** 目標 1 **
次の (a)〜(c) が道州制についての文章の内容と一致するか判定し、それぞれ「はい」か「いいえ」で答えて、根拠となる箇所を文章からそのまま引用してください。
(a) 道州制基本法案は来年の通常国会に提出されようとしている。
(b) 道州制攻撃は、都道府県を廃止して道と州を置くことだけにとどまる。
(c) ブルジョアジーにはまだ延命策が残されている。
** 目標 2 **
道州制についての文章をもとに、次の問いに答えてください。
(a) 第1章の見出しでは、焦点は何の解体をめぐる攻防だとされているか。
(b) 道州制攻撃が狙う全面的な「大改革」は、何と言い換えられているか。
(c) 資本主義の根本的危機は、何の現実性そのものだとされているか。
** 目標 3 **
道州制についての文章を、最後に示された文の次から書き継いでください。
===== 選択テキスト =====
道州制阻止は革命かけた決戦 公務員全員解雇の国鉄型 橋下打倒のゼネストへ
道州制阻止は革命かけた決戦
公務員一旦全員解雇の国鉄型 橋下打倒し怒りのゼネストへ
道州制基本法案が来年の通常国会に提出されようとしている。世界金融大恐慌の中で一挙に道州制攻撃のテンポが速まっている。道州制攻撃との闘いは、プロレタリア革命の成否をかけたブルジョアジーと労働者階級の最大の階級決戦だ。400万人公務員労働者—6000万人労働者の「生きさせろ!」ゼネストと一体で、道州制粉砕・橋下打倒へ闘おう!
第1章 焦点は自治労と日教組の解体をめぐる攻防だ!
道州制攻撃とは、行政区画として都道府県を廃止し、道と州を置くことにとどまらない。中央官制、地方自治、税制、社会保障制度、金融・通貨、経済・産業・流通、教育、外交、軍事、治安など全社会的な新自由主義に基づく全面的な「大改革」=「究極の構造改革」を狙うものだ。改憲クーデターそのものだ。
その核心は何か。〈道州制〉と〈国家・自治体の丸ごと民営化〉で410万人の国家・地方公務員のいったん全員解雇の大攻撃をとおして、自治労と日教組を解体し、4大産別—日本労働運動を壊滅することにある。別言すれば日本労働者階級の粉砕と制圧にあると言ってもよい。上からの階級決戦で戦後体制(戦後的な階級関係や階級意識、戦後憲法や社会保障制度などの諸制度、諸慣習の一切合切)を一掃・再編し、ブルジョアジーによる独占的な政治支配を確立することである。
それは、世界大恐慌という資本主義の根本的危機の中で、日本帝国主義の生き残りをかけた巨大な反革命エネルギーをもった大攻撃だ。資本主義の根本的危機は、プロレタリア革命の現実性そのものだ。ブルジョアジーは破産し、いかなる延命策もないのだ。その中で、展望や整合性など関係なく、ただひたすらプロレタリア革命粉砕の一大反革命に打って出るところに、この攻撃の本質がある。
===== 所与の情報 =====
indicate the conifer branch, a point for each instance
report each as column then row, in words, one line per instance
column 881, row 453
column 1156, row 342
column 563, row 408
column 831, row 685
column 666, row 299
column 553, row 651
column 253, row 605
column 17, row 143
=====
** 演習結果 1 **
(a) はい:「道州制基本法案が来年の通常国会に提出されようとしている。」
(b) いいえ:「行政区画として都道府県を廃止し、道と州を置くことにとどまらない。」
(c) いいえ:「ブルジョアジーは破産し、いかなる延命策もないのだ。」

** 演習結果 2 **
(a) 自治労と日教組の解体
(b) 「究極の構造改革」
(c) プロレタリア革命の現実性

** 演習結果 3 **
道州制こそ、その基軸の攻撃だ。80年代の中曽根政権による国鉄分割・民営化は40万人の国鉄労働者が直接の対象だった。道州制は410万公務員すべてが対象である。単純計算でも10倍の規模だ。今日の大恐慌情勢の中で考えればとてつもないスケールの階級決戦となる。ブルジョアジーにとっては、日本労働者階級、日本労働運動を丸ごと壊滅する攻撃としてある。
関西経済同友会が06年4月に出した「5年以内に『連邦的道州制』に移行せよ」という提言がその狙いを端的に明らかにしている。提言の根幹は、職員全員のいったん解雇にある。
「410万人の国・地方の公務員のうち、自衛官・警察などを除く360万人弱を一旦解雇する。85万人削減要員を『公務員支援事業団』を通じて民間に。教育公務員など126万人の現業公務員は、組織を公設民営化した上で再雇用の機会を与える」
「新たな政府で働く人材は、『半分の人員で倍の仕事』をする気概と能力が必要だ」とも言っている。410万人のうち360万人をいったん解雇し、211万人のクビを切ると言っているのだ。文字どおり、国鉄分割・民営化型の大攻撃なのだ。
日本経団連の御手洗会長は道州制の全体構想を次のように説明している。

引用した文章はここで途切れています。